■ Data for this exercise ■
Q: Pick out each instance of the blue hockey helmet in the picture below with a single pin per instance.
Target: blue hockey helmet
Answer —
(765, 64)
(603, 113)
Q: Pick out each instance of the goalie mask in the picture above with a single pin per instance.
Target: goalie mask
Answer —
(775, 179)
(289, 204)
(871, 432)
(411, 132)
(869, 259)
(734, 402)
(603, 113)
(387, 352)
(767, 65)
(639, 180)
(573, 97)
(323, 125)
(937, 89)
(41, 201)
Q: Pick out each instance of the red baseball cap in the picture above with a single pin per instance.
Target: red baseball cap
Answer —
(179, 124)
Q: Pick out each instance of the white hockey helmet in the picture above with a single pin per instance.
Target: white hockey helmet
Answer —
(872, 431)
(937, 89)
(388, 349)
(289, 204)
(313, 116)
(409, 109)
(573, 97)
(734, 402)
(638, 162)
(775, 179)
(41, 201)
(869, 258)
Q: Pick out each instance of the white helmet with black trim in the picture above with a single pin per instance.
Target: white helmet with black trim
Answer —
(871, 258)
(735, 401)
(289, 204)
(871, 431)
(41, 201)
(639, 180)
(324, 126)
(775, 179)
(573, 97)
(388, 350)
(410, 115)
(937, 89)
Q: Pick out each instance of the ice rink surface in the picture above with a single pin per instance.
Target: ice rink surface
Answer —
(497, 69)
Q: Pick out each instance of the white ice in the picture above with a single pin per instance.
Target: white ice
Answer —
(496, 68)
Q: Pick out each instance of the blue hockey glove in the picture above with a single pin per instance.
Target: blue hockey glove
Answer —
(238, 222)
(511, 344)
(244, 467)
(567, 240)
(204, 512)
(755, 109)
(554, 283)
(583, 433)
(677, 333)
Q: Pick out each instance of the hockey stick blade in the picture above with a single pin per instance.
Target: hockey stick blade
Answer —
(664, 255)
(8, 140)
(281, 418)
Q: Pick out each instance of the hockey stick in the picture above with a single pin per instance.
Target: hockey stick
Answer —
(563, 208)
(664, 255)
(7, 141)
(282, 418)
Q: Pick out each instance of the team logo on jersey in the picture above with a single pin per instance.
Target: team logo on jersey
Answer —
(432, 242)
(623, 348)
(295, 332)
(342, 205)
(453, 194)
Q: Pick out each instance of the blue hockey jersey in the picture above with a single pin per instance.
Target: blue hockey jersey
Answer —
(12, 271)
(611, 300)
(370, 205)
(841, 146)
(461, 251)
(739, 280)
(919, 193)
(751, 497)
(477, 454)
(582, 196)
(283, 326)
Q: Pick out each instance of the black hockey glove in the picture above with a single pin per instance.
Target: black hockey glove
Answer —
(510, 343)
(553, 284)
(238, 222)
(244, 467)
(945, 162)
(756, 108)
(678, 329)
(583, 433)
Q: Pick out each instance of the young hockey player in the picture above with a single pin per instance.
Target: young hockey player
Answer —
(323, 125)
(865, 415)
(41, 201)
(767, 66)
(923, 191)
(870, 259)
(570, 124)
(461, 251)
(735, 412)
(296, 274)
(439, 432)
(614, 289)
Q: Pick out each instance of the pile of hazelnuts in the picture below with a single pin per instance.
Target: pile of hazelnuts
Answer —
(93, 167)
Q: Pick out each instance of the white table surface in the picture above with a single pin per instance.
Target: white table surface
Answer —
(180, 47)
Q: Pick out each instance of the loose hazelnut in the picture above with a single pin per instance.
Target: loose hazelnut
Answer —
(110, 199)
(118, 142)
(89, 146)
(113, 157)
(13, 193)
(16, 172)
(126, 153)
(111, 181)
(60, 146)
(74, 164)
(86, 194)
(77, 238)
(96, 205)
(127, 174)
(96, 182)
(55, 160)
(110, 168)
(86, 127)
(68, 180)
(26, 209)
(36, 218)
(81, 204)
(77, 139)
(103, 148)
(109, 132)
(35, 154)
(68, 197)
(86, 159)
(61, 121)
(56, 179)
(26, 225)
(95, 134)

■ Instructions to follow ■
Produce a verbatim transcription of the entries above.

■ Correct output ■
Q: Pick out each instance of the blue hockey helmet in the picture below with a single pin per instance.
Target: blue hockey helmet
Answer —
(765, 64)
(603, 113)
Q: Pick out each instance of the goalie mask in the picture above with a single pin per instance.
Target: goalie mask
Answer —
(775, 179)
(289, 204)
(871, 432)
(411, 132)
(869, 259)
(734, 402)
(603, 113)
(387, 352)
(767, 65)
(639, 180)
(573, 97)
(323, 125)
(937, 89)
(41, 201)
Q: Pick out each instance of the red baseball cap in the picture above with a single pin per instance.
Target: red baseball cap
Answer —
(179, 124)
Q: Pick out each instance of the white hockey helmet in the picture above with a single pin per instance.
Target: white hockey helmet
Answer —
(872, 431)
(937, 89)
(388, 349)
(289, 204)
(313, 116)
(409, 109)
(573, 97)
(734, 402)
(638, 162)
(775, 179)
(41, 201)
(869, 258)
Q: Pick out each instance of the white helmet with black trim in the picture above with a single pin per instance.
Target: white helmet with black trim
Answer —
(871, 258)
(735, 401)
(289, 204)
(871, 431)
(41, 201)
(639, 180)
(324, 126)
(775, 179)
(573, 97)
(388, 350)
(410, 115)
(937, 89)
Q: Pick out each instance of the ice rink surface in the picture above with a single pin per instance.
Target: ice rink surface
Answer —
(497, 69)
Q: Pick out each instance of the white ice in the picture above with a single pin per instance.
Target: white ice
Answer —
(496, 68)
Q: Pick out each instance of the blue hockey glove in the picture above with a single pin per instance.
Target: blue hockey glove
Answer —
(238, 222)
(511, 344)
(244, 467)
(567, 240)
(204, 512)
(755, 109)
(554, 283)
(583, 433)
(677, 333)
Q: Pick out each instance of the hockey stick blade in the picture above with a single pin per instance.
Target: hockey stick blade
Answer —
(664, 255)
(8, 140)
(281, 418)
Q: Pick out each instance of the hockey stick in the picture above with a single pin per instance.
Target: hockey stick
Answer —
(563, 208)
(664, 255)
(7, 141)
(282, 418)
Q: Pick out each instance of the team logo on jersey in the picture above with a single pin per instance.
Target: team logo on jersey
Answer —
(432, 242)
(623, 348)
(295, 332)
(342, 205)
(453, 194)
Q: Pick out each instance of the blue hockey jersey in the picture above with a single pin per instance.
Target: blue hockey jersey
Answer —
(12, 271)
(611, 300)
(370, 205)
(841, 146)
(461, 251)
(739, 280)
(919, 193)
(751, 497)
(477, 454)
(582, 196)
(283, 326)
Q: Pick out each instance of the black hockey glove in the picture above with a single pin per instance.
Target: black hockey glove
Answer —
(510, 343)
(553, 284)
(238, 222)
(244, 467)
(945, 162)
(756, 108)
(678, 329)
(583, 433)
Q: Pick out each instance of the young hockey player in the picture above with a single pin per instance.
Target: young hockey player
Answer —
(323, 125)
(865, 415)
(41, 201)
(767, 66)
(923, 191)
(870, 259)
(570, 124)
(461, 251)
(735, 412)
(296, 274)
(439, 432)
(614, 289)
Q: Pick out each instance of the pile of hazelnuts in the picture below with a single pin per instance.
Target: pile of hazelnuts
Answer —
(93, 167)
Q: Pick out each instance of the white table surface in the picture above with a single pin per instance.
Target: white table surface
Answer —
(180, 47)
Q: Pick out each instance of the loose hazelnut in the picture above with a single pin per instance.
Target: loose hazelnut
Answer —
(110, 199)
(118, 142)
(89, 146)
(113, 157)
(13, 193)
(16, 172)
(126, 153)
(111, 181)
(60, 146)
(74, 164)
(86, 194)
(77, 238)
(96, 205)
(127, 174)
(96, 182)
(55, 160)
(110, 168)
(86, 127)
(68, 180)
(26, 209)
(36, 218)
(81, 204)
(77, 139)
(103, 148)
(109, 132)
(35, 154)
(68, 197)
(86, 159)
(61, 121)
(56, 179)
(26, 225)
(95, 134)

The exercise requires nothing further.